── Given records

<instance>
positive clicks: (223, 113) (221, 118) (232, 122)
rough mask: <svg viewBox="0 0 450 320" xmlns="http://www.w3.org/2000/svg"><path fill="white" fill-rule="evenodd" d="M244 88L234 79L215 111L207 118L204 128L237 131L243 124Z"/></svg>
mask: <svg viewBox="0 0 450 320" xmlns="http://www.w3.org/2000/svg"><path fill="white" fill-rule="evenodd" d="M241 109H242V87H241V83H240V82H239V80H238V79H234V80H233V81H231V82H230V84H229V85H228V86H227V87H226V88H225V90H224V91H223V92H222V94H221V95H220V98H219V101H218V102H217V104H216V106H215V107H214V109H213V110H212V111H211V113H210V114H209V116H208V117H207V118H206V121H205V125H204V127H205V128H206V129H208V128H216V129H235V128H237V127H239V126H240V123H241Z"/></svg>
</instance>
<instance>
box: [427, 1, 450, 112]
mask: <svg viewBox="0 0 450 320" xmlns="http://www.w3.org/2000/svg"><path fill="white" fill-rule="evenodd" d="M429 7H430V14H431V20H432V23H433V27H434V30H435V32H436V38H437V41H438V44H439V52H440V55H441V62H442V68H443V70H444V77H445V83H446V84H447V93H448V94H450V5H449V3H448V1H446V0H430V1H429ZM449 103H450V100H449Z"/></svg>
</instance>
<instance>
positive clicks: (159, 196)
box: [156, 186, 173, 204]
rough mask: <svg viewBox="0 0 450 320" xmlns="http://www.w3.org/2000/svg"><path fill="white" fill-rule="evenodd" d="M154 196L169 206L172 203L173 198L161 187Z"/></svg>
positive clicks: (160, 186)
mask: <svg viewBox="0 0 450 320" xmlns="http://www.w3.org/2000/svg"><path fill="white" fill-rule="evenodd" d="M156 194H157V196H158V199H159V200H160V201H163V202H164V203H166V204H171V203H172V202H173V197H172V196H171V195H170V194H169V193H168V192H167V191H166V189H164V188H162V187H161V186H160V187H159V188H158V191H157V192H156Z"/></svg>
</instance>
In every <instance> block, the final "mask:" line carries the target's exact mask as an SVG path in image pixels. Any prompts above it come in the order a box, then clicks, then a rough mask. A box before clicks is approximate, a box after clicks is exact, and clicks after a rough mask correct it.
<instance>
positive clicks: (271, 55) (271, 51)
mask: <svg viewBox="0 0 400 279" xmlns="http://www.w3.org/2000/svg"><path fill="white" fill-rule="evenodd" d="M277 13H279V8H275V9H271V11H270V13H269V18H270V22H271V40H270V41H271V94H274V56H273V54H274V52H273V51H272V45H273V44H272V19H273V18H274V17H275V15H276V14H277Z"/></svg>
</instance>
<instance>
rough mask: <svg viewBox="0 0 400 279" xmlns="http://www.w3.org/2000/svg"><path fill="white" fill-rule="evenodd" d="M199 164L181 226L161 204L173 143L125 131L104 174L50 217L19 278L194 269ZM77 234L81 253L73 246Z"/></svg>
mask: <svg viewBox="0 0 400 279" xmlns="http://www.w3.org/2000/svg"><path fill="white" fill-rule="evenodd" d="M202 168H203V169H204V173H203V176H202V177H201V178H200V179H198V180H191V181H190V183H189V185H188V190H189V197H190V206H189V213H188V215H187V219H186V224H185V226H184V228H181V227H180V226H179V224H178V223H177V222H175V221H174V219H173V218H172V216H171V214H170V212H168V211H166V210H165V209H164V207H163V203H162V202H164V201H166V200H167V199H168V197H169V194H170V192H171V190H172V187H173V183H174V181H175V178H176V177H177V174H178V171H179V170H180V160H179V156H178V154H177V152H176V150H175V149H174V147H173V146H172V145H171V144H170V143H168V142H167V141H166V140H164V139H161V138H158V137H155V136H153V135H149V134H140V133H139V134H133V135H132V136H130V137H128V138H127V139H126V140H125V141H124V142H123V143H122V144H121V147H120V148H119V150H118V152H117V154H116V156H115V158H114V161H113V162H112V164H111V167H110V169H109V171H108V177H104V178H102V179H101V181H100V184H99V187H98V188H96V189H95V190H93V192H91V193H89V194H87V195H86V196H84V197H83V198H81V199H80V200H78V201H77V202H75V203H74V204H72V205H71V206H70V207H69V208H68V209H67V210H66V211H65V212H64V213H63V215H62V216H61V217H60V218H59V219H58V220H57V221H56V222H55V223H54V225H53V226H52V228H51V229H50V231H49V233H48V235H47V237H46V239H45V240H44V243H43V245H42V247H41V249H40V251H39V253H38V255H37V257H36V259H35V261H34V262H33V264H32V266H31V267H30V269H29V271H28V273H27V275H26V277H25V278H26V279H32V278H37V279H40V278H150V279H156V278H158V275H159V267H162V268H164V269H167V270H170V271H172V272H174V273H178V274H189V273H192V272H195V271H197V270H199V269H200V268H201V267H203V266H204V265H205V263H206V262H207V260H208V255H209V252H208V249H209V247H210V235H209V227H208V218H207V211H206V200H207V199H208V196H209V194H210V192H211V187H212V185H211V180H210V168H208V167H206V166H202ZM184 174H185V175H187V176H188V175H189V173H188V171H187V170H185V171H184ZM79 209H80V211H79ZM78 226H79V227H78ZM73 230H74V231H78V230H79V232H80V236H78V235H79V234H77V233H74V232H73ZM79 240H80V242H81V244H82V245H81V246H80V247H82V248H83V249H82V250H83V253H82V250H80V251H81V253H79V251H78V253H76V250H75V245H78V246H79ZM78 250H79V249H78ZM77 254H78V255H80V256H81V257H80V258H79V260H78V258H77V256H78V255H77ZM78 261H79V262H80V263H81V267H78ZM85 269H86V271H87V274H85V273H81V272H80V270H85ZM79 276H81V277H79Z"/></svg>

────

Copy every entry above line for line, leaving every character unchanged.

<instance>
positive clicks: (223, 113) (221, 118) (232, 122)
rough mask: <svg viewBox="0 0 450 320" xmlns="http://www.w3.org/2000/svg"><path fill="white" fill-rule="evenodd" d="M244 88L234 79L215 111L207 118L204 128L237 131L243 124Z"/></svg>
mask: <svg viewBox="0 0 450 320" xmlns="http://www.w3.org/2000/svg"><path fill="white" fill-rule="evenodd" d="M241 109H242V87H241V83H240V82H239V80H238V79H234V80H233V81H231V82H230V84H229V85H228V86H227V87H226V88H225V90H224V91H223V92H222V94H221V95H220V98H219V101H218V102H217V104H216V106H215V107H214V109H213V110H212V111H211V113H210V114H209V116H208V117H207V118H206V121H205V125H204V127H205V128H206V129H208V128H216V129H235V128H237V127H239V126H240V123H241Z"/></svg>
</instance>
<instance>
box: [427, 1, 450, 112]
mask: <svg viewBox="0 0 450 320" xmlns="http://www.w3.org/2000/svg"><path fill="white" fill-rule="evenodd" d="M429 7H430V14H431V20H432V23H433V27H434V30H435V32H436V38H437V41H438V44H439V52H440V55H441V62H442V68H443V70H444V77H445V83H446V84H447V93H448V94H450V5H449V3H448V1H446V0H430V1H429ZM449 103H450V100H449Z"/></svg>
</instance>
<instance>
positive clicks: (159, 196)
box: [156, 186, 173, 204]
rough mask: <svg viewBox="0 0 450 320" xmlns="http://www.w3.org/2000/svg"><path fill="white" fill-rule="evenodd" d="M154 196L169 206L172 203L173 198L161 187Z"/></svg>
positive clicks: (160, 186)
mask: <svg viewBox="0 0 450 320" xmlns="http://www.w3.org/2000/svg"><path fill="white" fill-rule="evenodd" d="M156 194H157V196H158V199H159V200H160V201H163V202H164V203H166V204H171V203H172V202H173V197H172V196H171V195H170V194H169V193H168V192H167V191H166V189H164V188H162V187H161V186H160V187H159V188H158V191H157V192H156Z"/></svg>
</instance>
In every <instance> block, the final "mask:" line carries the target's exact mask as an SVG path in image pixels. Any prompts above it come in the order a box, then clicks, then a rough mask. A box before clicks is approximate, a box after clicks is exact, and clicks after a rough mask correct it.
<instance>
positive clicks: (271, 55) (271, 51)
mask: <svg viewBox="0 0 400 279" xmlns="http://www.w3.org/2000/svg"><path fill="white" fill-rule="evenodd" d="M277 13H279V8H275V9H271V11H270V13H269V18H270V22H271V40H270V41H271V94H274V56H273V54H274V52H273V51H272V45H273V44H272V19H273V18H274V17H275V15H276V14H277Z"/></svg>
</instance>
<instance>
rough mask: <svg viewBox="0 0 400 279" xmlns="http://www.w3.org/2000/svg"><path fill="white" fill-rule="evenodd" d="M199 164L181 226L161 204L173 143L125 131L104 174L50 217L19 278L194 269ZM77 234L81 253L73 246Z"/></svg>
mask: <svg viewBox="0 0 400 279" xmlns="http://www.w3.org/2000/svg"><path fill="white" fill-rule="evenodd" d="M202 168H203V169H204V173H203V176H202V177H201V178H200V179H198V180H191V181H190V183H189V185H188V190H189V197H190V206H189V213H188V215H187V219H186V224H185V226H184V228H181V227H180V226H179V224H178V223H177V222H175V221H174V219H173V218H172V216H171V214H170V212H168V211H166V210H165V209H164V207H163V203H162V202H164V201H166V200H167V199H168V197H169V194H170V192H171V190H172V187H173V183H174V181H175V178H176V177H177V174H178V171H179V170H180V160H179V156H178V154H177V152H176V150H175V149H174V147H173V146H172V145H171V144H170V143H168V142H167V141H166V140H164V139H161V138H158V137H155V136H153V135H149V134H140V133H139V134H133V135H132V136H130V137H128V138H127V139H126V140H125V141H124V142H123V143H122V144H121V147H120V148H119V150H118V152H117V154H116V156H115V158H114V161H113V162H112V164H111V167H110V169H109V171H108V177H104V178H102V179H101V181H100V184H99V187H98V188H96V189H95V190H93V192H91V193H89V194H87V195H86V196H84V197H83V198H81V199H80V200H78V201H77V202H75V203H74V204H72V205H71V206H70V207H69V208H68V209H67V210H66V211H65V212H64V213H63V215H62V216H61V217H60V218H59V219H58V220H57V221H56V222H55V223H54V225H53V226H52V228H51V229H50V231H49V233H48V235H47V237H46V239H45V240H44V243H43V245H42V247H41V249H40V251H39V253H38V255H37V257H36V259H35V261H34V262H33V264H32V266H31V267H30V269H29V271H28V273H27V275H26V277H25V278H26V279H32V278H37V279H40V278H150V279H156V278H158V275H159V267H162V268H164V269H167V270H170V271H172V272H174V273H178V274H189V273H192V272H195V271H197V270H199V269H200V268H201V267H203V266H204V265H205V263H206V262H207V260H208V255H209V252H208V249H209V247H210V235H209V227H208V218H207V211H206V200H207V199H208V196H209V194H210V192H211V187H212V185H211V180H210V168H208V167H206V166H202ZM184 174H185V175H187V176H188V175H189V173H188V171H187V170H185V171H184ZM79 209H80V211H79ZM78 226H79V227H78ZM73 230H74V231H78V230H79V232H80V236H78V235H79V234H77V233H74V232H73ZM79 240H80V242H81V244H82V245H81V246H80V247H82V248H83V249H82V250H83V253H82V250H80V251H81V253H79V251H78V253H76V250H75V245H78V246H79ZM78 250H79V249H78ZM77 254H78V255H80V256H81V257H80V258H79V260H78V258H77V256H78V255H77ZM78 261H79V262H80V263H81V267H78ZM85 269H86V271H87V274H85V273H81V272H80V270H85ZM79 276H81V277H79Z"/></svg>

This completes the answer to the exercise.